→ PAGE EXTRACT:

Livvy Higgs is an 80 year old woman, at the end of her life, living alone in Halifax. She has befriended her neighbour Gen and her son and as time passes she finds, to her annoyance, that she becomes increasingly dependent on them.

It becomes clear to Livvy that something dangerous is going on next door that is making their world a little less secure.

Added to this drama in The Deception of Livvy Higgs by Donna Morrissey is Livvy’s ongoing feeling of illness. As her general health declines and her distress grows, she begins to hear childhood voices, her mother in particular, calling her. As she relives several traumatic events in her childhood, we learn what has brought her to this place in her life. As Livvy slips back and forth from her past to her present, the reader is left with the distressing feeling that Livvy is slipping away from lift itself.

→ WRITTEN PROBLEM 1:
Answer these questions from the passage about Livvy Higgs:
(a) In which city does Livvy live alone?
(b) Who wrote The Deception of Livvy Higgs?
(c) Whose voice in particular does Livvy begin to hear calling her?

(Point annotation dataset records)

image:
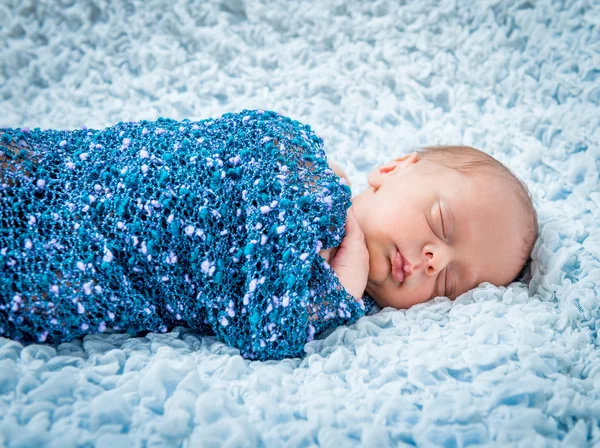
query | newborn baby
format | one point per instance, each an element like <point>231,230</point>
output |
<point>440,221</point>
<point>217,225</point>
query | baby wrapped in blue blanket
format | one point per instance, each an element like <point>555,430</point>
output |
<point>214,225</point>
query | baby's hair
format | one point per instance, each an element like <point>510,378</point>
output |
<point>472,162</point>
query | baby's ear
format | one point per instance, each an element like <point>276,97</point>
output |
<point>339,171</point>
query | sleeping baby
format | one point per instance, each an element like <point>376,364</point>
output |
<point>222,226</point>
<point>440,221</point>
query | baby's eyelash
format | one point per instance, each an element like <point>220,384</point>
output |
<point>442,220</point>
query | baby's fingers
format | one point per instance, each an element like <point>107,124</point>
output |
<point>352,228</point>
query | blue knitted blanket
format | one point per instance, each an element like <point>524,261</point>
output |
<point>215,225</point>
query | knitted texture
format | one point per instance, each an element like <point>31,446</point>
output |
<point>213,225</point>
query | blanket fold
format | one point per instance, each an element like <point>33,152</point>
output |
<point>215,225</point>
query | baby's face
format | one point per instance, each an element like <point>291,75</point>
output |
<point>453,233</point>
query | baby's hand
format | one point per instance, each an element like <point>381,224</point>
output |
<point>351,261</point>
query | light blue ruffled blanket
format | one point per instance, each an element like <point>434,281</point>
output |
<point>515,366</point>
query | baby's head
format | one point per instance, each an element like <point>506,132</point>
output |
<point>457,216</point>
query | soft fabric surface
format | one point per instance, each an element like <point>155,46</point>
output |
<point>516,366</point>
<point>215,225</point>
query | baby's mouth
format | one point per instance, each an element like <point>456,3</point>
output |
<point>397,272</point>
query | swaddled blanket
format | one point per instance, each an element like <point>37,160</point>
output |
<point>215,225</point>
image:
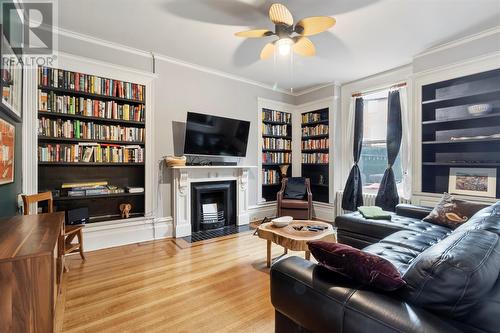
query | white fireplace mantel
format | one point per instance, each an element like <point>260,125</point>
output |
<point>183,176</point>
--
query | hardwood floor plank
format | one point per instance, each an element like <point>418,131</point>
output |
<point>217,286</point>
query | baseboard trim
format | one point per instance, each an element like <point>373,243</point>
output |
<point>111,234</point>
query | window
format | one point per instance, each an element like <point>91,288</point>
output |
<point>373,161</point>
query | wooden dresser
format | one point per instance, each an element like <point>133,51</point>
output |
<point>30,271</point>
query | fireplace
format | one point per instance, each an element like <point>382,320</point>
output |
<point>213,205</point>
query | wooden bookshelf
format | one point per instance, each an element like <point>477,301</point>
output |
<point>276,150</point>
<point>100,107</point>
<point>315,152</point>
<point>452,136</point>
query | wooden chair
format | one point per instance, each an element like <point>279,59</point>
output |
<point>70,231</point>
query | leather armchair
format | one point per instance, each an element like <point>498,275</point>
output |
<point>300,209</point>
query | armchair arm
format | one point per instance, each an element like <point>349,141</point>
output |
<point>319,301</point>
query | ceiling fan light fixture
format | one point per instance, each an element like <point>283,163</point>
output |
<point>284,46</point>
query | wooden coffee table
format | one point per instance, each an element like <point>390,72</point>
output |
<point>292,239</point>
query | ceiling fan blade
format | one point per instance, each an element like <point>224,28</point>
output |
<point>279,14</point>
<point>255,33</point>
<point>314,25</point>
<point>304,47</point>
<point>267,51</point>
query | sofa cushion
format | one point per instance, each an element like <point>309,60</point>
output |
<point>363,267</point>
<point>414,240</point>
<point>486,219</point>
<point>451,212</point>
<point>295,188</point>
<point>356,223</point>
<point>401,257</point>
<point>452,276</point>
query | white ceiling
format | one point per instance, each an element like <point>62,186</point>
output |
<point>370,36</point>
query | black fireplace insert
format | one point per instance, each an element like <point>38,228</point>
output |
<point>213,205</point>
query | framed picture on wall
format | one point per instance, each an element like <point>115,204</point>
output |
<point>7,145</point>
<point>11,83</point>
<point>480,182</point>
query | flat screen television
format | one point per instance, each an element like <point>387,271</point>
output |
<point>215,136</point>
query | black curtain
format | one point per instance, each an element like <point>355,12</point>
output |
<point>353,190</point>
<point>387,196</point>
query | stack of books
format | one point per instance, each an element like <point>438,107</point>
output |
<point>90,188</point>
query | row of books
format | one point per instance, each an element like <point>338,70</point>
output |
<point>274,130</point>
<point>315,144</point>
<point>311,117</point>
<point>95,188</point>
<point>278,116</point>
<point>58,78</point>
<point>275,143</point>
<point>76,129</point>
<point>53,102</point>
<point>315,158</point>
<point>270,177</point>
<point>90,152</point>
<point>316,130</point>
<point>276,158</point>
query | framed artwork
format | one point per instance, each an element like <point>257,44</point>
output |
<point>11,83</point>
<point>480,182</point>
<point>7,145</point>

→ WRITTEN PROBLEM 2: Please print the lines of the records from the line with "query | swaddled blanket" to the line with "<point>183,176</point>", copying them without changes and leaving out the pictures.

→ FULL SOLUTION 1:
(a) Halifax
(b) Donna Morrissey
(c) Her mother's

→ FULL SOLUTION 2:
query | swaddled blanket
format | one point per instance, each an element like <point>37,160</point>
output |
<point>215,225</point>
image:
query | white fireplace mantel
format | one point per instance, each an element like <point>260,125</point>
output |
<point>183,176</point>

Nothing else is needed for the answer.